Task to carry out
All that should come back is the lines of the data below from the one containing "Category: bear's black nose" to the one containing "74, row 66.", inclusive, exactly as they stand.

(Extracted material begins)

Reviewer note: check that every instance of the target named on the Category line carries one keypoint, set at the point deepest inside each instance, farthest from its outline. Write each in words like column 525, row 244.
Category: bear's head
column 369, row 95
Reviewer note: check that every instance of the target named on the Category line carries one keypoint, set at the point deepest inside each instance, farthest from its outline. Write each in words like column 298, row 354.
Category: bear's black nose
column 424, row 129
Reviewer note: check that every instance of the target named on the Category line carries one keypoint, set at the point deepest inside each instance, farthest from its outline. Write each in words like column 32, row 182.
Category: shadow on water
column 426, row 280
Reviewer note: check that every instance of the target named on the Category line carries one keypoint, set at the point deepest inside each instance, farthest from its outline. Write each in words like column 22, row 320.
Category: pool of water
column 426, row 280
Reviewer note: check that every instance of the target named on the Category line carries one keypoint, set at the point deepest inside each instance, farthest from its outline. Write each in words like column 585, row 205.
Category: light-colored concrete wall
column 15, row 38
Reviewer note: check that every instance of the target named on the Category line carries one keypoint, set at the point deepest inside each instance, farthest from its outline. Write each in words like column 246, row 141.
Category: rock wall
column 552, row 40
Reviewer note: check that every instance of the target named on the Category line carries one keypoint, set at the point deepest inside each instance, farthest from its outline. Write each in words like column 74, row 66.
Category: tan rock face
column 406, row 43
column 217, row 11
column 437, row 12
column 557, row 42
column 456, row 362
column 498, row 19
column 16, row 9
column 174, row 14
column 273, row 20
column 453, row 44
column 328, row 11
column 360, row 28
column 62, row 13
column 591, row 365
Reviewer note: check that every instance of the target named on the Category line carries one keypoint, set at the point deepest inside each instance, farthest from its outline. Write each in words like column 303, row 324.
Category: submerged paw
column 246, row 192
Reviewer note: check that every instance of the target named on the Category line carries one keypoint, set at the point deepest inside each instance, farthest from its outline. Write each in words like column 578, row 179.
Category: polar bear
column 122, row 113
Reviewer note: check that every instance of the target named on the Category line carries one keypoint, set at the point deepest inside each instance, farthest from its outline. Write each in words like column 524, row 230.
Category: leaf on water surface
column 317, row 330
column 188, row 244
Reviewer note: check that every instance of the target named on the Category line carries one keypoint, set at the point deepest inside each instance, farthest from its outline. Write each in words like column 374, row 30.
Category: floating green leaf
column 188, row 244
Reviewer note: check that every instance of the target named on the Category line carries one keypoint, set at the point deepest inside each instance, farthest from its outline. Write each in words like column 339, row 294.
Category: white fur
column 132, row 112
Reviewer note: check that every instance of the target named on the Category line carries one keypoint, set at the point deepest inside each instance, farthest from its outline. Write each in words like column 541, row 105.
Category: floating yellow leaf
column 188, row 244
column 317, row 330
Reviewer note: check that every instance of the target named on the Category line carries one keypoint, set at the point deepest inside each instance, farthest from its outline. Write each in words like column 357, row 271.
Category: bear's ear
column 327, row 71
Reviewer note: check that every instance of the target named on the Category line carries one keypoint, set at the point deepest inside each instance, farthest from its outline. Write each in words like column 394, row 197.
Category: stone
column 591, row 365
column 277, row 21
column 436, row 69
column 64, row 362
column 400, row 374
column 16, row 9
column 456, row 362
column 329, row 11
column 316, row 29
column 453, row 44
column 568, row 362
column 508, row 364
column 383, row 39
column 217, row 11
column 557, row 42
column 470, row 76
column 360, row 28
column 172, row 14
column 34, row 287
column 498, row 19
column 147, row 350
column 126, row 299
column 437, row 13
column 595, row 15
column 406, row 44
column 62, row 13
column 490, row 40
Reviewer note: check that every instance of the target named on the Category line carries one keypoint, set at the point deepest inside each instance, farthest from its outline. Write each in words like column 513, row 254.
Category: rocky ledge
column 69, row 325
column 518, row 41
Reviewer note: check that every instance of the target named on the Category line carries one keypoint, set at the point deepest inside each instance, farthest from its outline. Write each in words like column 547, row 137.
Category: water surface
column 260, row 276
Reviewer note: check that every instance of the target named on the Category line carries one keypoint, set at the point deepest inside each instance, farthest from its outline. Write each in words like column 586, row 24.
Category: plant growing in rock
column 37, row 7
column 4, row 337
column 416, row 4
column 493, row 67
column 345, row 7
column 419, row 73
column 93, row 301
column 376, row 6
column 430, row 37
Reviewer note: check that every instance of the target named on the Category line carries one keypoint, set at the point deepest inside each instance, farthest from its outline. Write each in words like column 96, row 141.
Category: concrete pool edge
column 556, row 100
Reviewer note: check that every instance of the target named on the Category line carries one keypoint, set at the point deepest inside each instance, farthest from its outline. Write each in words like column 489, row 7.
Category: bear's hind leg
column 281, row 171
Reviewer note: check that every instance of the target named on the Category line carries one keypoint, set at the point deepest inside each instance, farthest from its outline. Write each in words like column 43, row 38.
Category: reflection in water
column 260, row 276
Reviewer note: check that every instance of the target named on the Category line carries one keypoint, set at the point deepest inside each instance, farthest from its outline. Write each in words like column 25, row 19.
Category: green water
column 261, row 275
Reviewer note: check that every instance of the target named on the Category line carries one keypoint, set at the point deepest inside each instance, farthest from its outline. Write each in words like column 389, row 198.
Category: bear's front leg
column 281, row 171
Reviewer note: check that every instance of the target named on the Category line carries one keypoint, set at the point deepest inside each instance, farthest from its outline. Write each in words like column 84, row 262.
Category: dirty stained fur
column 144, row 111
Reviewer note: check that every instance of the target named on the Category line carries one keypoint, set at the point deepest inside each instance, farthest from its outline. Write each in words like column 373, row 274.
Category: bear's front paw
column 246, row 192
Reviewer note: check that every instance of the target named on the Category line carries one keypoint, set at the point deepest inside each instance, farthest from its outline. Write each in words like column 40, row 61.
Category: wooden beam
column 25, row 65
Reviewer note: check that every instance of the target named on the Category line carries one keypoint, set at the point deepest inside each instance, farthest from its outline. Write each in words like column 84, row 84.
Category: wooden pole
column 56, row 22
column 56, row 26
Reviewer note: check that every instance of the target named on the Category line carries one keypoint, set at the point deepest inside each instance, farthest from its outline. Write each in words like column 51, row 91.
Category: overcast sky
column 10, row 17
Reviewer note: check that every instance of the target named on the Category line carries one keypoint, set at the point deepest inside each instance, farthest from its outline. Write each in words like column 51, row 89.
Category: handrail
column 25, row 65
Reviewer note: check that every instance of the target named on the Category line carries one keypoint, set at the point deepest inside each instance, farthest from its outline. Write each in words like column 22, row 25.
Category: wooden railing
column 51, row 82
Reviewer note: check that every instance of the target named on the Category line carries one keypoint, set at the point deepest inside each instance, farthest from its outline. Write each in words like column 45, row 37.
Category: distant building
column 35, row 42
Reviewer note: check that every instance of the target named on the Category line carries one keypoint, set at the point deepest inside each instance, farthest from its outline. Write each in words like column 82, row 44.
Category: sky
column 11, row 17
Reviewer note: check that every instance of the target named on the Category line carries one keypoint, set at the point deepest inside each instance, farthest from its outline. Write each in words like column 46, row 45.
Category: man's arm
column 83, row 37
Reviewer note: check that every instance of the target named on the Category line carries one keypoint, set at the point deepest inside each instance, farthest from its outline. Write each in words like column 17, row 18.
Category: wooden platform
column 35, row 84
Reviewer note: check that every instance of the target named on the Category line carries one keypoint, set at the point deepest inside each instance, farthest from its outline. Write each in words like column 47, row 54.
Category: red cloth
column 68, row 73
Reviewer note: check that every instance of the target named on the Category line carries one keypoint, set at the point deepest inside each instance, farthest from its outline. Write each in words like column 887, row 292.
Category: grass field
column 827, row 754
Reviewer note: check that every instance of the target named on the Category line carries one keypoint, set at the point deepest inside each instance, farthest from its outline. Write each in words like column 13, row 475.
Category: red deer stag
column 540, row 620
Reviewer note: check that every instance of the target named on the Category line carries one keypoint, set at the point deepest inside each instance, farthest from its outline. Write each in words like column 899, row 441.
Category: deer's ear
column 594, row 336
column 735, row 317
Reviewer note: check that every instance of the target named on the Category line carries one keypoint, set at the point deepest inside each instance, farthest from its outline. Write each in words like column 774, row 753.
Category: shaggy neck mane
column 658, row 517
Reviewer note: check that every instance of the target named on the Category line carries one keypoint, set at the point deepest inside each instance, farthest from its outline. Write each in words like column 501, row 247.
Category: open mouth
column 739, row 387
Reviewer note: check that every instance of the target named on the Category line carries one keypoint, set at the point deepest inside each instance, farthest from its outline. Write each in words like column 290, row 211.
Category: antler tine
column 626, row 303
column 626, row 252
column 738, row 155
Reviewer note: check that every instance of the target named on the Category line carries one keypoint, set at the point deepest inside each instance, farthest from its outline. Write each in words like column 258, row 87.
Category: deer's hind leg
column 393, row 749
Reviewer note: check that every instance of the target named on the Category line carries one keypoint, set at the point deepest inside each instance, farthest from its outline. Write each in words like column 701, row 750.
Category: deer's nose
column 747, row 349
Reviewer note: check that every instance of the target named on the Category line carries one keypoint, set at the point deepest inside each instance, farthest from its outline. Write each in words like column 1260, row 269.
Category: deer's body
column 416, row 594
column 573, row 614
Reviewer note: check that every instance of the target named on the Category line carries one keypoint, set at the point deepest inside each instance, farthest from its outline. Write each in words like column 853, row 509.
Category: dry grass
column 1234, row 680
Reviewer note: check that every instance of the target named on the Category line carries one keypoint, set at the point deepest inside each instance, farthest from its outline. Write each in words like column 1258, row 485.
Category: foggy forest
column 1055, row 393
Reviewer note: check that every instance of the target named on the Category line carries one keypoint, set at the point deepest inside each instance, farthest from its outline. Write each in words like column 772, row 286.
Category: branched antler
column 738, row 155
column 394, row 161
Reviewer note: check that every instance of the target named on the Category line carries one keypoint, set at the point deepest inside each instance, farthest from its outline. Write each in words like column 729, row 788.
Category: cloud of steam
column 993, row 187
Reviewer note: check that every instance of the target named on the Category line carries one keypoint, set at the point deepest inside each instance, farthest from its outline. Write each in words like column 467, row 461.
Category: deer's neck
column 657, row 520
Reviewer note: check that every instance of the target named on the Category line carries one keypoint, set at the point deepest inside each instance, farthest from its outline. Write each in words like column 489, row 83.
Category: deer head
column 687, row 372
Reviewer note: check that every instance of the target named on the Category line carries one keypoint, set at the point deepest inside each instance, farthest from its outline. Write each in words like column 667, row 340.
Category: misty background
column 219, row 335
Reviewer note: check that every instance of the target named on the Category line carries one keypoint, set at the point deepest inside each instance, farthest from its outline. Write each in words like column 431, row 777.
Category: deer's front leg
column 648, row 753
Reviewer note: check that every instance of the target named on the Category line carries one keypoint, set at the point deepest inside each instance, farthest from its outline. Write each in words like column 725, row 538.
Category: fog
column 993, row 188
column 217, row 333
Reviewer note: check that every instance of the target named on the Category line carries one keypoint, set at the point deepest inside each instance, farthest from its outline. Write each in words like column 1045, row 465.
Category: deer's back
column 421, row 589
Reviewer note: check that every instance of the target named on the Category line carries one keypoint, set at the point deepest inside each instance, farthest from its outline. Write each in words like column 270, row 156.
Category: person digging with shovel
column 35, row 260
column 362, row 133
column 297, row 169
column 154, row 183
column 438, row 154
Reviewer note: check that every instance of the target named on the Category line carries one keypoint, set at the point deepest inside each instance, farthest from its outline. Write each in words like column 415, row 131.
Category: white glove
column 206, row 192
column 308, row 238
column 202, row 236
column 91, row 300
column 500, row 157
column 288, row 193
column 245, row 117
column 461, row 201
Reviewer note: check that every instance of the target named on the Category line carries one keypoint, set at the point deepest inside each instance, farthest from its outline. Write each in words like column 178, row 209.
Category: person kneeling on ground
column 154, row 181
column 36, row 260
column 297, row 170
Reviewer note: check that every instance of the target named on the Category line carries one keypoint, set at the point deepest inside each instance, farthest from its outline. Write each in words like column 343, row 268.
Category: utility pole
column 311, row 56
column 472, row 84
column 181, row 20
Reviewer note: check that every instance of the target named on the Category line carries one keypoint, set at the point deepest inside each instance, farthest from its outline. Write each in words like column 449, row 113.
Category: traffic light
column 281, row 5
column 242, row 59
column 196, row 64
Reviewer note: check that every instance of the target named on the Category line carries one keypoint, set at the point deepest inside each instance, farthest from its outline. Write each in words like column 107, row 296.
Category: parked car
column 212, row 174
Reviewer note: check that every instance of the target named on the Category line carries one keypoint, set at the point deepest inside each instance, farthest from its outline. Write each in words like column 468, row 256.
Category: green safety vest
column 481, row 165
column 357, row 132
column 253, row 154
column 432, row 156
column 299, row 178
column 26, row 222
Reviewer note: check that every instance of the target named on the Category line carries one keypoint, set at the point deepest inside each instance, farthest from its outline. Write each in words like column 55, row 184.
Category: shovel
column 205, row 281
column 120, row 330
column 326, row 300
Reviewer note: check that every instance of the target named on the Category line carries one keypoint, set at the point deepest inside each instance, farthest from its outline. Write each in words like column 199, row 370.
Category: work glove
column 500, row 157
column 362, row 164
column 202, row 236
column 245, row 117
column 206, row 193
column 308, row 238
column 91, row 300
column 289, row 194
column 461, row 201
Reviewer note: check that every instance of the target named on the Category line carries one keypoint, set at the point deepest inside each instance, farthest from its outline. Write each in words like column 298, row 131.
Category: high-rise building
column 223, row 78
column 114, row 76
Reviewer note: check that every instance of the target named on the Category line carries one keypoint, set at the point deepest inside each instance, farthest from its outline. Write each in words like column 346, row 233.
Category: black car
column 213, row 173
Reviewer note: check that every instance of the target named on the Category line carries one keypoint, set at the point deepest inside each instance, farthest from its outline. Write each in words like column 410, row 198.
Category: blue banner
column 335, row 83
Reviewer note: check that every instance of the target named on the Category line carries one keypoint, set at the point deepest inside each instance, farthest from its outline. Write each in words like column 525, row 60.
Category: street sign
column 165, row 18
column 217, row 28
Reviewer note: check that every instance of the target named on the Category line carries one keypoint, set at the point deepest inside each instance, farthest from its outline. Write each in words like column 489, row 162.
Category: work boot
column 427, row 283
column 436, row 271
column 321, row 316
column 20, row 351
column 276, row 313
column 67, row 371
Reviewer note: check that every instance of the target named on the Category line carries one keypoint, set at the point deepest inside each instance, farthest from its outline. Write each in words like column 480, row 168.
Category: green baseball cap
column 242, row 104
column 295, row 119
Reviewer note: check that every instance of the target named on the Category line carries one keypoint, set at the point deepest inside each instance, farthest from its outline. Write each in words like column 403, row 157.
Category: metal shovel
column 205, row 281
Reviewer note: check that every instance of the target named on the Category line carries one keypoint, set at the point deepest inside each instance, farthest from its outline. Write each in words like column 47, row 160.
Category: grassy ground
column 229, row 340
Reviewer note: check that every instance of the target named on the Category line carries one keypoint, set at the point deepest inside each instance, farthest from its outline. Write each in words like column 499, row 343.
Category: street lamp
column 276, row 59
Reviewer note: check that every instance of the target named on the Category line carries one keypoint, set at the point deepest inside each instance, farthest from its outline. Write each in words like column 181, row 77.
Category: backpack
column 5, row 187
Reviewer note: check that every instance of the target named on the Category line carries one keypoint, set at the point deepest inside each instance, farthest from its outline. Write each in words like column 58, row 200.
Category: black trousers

(Extracted material ends)

Your response
Category: bear's black nose
column 424, row 129
Reviewer note: check that every instance of the target named on the Category line carries one keypoint, set at the point deepest inside each instance, farthest from its outline. Write each in words like column 32, row 182.
Category: shadow on water
column 426, row 280
Reviewer note: check that every instance of the target named on the Category line carries one keypoint, set at the point deepest inside each instance, farthest from its outline. Write each in words like column 22, row 320.
Category: pool of water
column 426, row 280
Reviewer note: check that every instance of the target named on the Category line carries one keypoint, set at the point deepest inside each instance, farthest from its outline. Write each in words like column 585, row 205.
Category: light-colored concrete wall
column 15, row 38
Reviewer note: check that every instance of the target named on the Category line carries one keypoint, set at the point deepest inside each instance, farthest from its outline. Write each in words like column 246, row 141.
Category: rock wall
column 552, row 40
Reviewer note: check that every instance of the target named on the Category line carries one keypoint, set at the point deepest inside each instance, farthest from its outline. Write each in words like column 74, row 66.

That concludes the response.